Stored records
★ ★ ★
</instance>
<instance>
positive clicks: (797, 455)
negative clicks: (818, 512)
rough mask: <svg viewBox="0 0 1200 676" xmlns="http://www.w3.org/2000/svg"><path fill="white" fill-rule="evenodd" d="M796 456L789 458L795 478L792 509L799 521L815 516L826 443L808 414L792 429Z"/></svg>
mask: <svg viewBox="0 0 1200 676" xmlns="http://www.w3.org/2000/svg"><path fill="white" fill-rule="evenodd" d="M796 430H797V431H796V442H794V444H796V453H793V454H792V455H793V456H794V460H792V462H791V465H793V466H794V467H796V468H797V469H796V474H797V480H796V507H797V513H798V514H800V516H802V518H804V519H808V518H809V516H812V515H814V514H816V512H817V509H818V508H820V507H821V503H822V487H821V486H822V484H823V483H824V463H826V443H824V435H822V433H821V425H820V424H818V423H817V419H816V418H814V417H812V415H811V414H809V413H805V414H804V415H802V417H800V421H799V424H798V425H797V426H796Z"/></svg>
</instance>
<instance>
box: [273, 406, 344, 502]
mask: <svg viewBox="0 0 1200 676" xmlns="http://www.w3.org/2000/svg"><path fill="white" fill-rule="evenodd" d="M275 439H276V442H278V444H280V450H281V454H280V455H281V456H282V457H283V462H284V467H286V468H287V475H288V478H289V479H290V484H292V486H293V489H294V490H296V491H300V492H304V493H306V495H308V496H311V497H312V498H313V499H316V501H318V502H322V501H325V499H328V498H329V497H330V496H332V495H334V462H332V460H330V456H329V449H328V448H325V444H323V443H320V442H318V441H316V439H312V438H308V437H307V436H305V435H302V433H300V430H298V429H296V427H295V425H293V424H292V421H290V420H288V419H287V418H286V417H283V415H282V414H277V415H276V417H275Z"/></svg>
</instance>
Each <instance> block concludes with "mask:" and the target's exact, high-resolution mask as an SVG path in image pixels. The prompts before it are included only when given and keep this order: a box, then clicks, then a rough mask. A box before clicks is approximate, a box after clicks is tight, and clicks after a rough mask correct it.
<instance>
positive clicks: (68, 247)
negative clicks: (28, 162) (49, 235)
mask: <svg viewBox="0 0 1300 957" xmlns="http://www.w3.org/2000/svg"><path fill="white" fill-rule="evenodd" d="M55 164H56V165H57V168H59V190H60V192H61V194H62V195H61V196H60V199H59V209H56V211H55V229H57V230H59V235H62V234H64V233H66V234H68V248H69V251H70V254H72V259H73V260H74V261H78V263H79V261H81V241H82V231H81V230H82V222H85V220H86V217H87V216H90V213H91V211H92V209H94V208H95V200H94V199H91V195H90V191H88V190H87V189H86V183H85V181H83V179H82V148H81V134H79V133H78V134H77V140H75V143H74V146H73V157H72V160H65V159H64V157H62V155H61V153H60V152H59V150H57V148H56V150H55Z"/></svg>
★ ★ ★
(WHAT NEEDS TO BE DONE): Retype every record above exactly as it stands.

(WRITTEN RESPONSE):
</instance>
<instance>
positive clicks: (797, 455)
negative clicks: (818, 512)
rough mask: <svg viewBox="0 0 1200 676" xmlns="http://www.w3.org/2000/svg"><path fill="white" fill-rule="evenodd" d="M796 456L789 458L795 478L792 509L799 521L815 516L826 443L808 414L792 429Z"/></svg>
mask: <svg viewBox="0 0 1200 676" xmlns="http://www.w3.org/2000/svg"><path fill="white" fill-rule="evenodd" d="M796 430H797V431H796V442H794V444H796V453H793V454H792V455H793V456H794V460H792V462H791V465H793V466H794V467H796V468H797V469H796V474H797V480H796V507H797V513H798V514H800V516H802V518H804V519H808V518H809V516H812V515H814V514H816V512H817V509H818V508H820V507H821V503H822V487H821V486H822V484H823V483H824V463H826V443H824V435H822V433H821V425H820V424H818V423H817V419H816V418H814V417H812V415H811V414H809V413H805V414H804V415H802V417H800V421H799V424H798V425H797V426H796Z"/></svg>
</instance>
<instance>
box: [273, 406, 344, 502]
mask: <svg viewBox="0 0 1200 676" xmlns="http://www.w3.org/2000/svg"><path fill="white" fill-rule="evenodd" d="M275 439H276V442H278V444H280V450H281V454H280V455H281V456H282V457H283V462H284V467H286V468H287V475H288V478H289V479H290V484H292V486H293V489H294V490H296V491H300V492H304V493H306V495H308V496H311V497H312V498H313V499H316V501H318V502H322V501H325V499H328V498H329V497H330V496H332V495H334V462H332V460H330V456H329V449H328V448H325V444H323V443H320V442H318V441H316V439H312V438H308V437H307V436H305V435H302V433H300V430H298V429H296V427H295V425H293V424H292V421H290V420H288V419H287V418H286V417H283V415H282V414H277V415H276V417H275Z"/></svg>
</instance>
Each <instance> block concludes with "mask:" and the target's exact, high-resolution mask as an SVG path in image pixels. The prompts before it are included only when given and keep this order: a box, then clicks, then a rough mask. A box before clicks is approximate, a box after clicks is tight, and clicks after a rough mask correct it.
<instance>
positive clicks: (68, 247)
negative clicks: (28, 162) (49, 235)
mask: <svg viewBox="0 0 1300 957" xmlns="http://www.w3.org/2000/svg"><path fill="white" fill-rule="evenodd" d="M55 164H56V165H57V168H59V190H60V192H61V194H62V195H61V196H60V199H59V209H56V211H55V229H57V230H59V235H62V234H64V233H66V234H68V248H69V251H70V254H72V259H73V260H74V261H78V263H79V261H81V241H82V231H81V230H82V222H85V220H86V217H87V216H90V213H91V211H92V209H94V208H95V200H94V199H91V195H90V191H88V190H87V189H86V183H85V181H83V179H82V148H81V134H79V133H78V134H77V140H75V143H74V146H73V157H72V160H65V159H64V157H62V155H61V153H60V152H59V150H57V148H56V150H55Z"/></svg>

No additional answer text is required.